Set task: Collect every line of the records that contains the word "green" and copy each one in full. Case counts.

begin

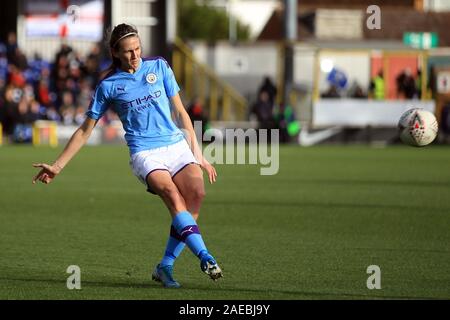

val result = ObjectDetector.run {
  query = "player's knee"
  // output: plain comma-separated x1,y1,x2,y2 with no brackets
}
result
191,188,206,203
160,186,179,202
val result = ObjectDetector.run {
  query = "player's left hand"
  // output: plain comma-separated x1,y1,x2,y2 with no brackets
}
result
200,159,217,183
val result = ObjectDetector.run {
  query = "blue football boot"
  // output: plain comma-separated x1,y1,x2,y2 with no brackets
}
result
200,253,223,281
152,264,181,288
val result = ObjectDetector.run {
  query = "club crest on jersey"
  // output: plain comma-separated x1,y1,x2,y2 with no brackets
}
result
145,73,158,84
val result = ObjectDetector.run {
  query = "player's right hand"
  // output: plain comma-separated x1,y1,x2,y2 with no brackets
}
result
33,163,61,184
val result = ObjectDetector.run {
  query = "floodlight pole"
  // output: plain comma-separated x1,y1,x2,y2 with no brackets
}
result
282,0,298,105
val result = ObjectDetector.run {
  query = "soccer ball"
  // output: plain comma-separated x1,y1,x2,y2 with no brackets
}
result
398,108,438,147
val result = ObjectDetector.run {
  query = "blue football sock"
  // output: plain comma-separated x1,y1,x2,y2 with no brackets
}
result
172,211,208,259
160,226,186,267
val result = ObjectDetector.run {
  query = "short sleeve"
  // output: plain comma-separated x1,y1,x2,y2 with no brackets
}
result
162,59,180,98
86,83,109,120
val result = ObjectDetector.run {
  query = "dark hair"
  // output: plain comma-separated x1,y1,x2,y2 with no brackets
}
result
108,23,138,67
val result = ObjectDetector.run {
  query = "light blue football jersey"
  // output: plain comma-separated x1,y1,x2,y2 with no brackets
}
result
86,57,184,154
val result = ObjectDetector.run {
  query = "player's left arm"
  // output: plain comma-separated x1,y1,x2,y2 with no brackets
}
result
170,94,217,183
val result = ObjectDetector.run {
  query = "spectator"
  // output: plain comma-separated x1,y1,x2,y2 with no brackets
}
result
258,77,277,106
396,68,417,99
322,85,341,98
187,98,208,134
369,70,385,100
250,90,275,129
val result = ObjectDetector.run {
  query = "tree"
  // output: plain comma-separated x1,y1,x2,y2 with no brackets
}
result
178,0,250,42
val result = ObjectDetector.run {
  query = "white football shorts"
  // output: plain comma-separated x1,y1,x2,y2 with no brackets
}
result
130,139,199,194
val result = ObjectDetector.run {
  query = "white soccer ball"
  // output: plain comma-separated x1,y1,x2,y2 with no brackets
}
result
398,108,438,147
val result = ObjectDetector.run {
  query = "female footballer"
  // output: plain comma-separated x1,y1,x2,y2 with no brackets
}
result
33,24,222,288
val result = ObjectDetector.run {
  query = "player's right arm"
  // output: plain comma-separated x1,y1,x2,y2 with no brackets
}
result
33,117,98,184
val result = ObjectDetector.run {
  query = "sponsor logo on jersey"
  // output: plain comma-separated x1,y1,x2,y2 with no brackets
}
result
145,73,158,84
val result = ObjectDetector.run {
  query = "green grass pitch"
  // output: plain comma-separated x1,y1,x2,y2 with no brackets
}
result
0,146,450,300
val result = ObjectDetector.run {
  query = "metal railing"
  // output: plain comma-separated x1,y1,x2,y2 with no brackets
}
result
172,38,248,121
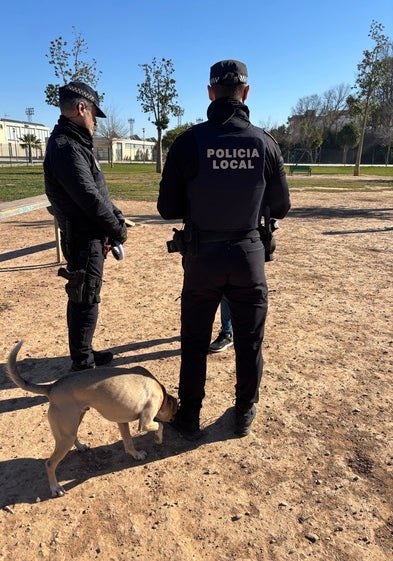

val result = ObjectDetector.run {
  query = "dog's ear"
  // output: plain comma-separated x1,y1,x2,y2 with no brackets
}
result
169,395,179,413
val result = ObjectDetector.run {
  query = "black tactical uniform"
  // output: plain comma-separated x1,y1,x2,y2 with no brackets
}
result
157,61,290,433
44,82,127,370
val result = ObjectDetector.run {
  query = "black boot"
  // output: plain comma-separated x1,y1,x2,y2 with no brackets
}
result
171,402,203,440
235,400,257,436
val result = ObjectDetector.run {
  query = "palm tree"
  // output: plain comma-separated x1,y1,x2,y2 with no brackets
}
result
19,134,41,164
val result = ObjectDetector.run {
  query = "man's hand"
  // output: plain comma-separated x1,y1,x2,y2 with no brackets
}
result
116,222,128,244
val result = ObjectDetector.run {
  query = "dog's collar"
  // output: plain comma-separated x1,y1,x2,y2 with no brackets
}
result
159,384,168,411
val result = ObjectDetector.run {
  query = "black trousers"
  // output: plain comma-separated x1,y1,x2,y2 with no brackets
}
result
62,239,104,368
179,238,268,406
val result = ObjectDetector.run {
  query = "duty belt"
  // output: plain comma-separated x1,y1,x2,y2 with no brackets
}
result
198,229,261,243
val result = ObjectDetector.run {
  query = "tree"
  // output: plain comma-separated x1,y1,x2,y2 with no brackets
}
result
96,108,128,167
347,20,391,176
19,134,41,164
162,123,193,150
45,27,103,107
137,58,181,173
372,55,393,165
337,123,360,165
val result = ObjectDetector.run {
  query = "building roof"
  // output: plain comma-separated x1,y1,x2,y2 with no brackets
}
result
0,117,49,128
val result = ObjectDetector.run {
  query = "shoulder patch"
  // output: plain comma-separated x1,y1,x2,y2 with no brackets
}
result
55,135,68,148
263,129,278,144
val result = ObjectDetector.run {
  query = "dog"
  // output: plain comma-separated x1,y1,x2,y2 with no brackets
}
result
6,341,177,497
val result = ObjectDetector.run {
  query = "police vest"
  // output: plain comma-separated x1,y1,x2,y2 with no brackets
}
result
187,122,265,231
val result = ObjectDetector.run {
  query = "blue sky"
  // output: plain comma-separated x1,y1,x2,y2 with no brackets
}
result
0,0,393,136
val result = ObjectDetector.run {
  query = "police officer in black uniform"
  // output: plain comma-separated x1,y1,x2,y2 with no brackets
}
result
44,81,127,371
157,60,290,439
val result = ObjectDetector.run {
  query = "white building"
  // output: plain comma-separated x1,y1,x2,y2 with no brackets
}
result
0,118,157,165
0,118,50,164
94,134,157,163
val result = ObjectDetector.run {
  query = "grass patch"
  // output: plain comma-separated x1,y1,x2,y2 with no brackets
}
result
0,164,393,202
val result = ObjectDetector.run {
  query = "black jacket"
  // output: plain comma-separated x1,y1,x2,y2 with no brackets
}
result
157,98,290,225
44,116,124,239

end
begin

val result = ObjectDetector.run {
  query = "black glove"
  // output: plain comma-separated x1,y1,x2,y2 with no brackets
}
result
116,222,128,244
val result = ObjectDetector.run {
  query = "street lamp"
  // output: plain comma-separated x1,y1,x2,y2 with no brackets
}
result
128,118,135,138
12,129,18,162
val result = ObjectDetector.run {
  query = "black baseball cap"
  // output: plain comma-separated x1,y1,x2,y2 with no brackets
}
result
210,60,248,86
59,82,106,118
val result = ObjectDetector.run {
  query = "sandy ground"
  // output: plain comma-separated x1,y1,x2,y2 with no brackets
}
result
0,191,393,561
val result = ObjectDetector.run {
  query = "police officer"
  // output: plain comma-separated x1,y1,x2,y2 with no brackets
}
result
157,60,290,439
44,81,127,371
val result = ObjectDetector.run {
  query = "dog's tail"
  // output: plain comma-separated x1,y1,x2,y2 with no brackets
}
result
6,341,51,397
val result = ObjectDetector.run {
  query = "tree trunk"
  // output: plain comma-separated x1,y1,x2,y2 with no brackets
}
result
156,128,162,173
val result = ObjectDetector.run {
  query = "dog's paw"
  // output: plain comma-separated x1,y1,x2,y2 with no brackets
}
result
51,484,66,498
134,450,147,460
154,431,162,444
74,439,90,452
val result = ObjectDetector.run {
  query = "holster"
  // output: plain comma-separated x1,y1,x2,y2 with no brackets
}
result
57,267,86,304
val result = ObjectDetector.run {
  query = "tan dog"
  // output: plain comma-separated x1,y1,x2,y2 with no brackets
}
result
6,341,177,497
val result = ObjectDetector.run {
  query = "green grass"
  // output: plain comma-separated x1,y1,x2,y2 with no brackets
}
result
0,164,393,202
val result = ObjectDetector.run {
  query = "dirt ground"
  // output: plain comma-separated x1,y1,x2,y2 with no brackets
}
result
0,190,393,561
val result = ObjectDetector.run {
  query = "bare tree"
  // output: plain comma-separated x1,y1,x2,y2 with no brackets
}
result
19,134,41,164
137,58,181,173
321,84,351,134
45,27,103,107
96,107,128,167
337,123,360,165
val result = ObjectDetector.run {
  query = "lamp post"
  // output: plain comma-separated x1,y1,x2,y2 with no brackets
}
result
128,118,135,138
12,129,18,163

end

Answer to the problem:
  query = "green grass pitch"
  query = "green grass"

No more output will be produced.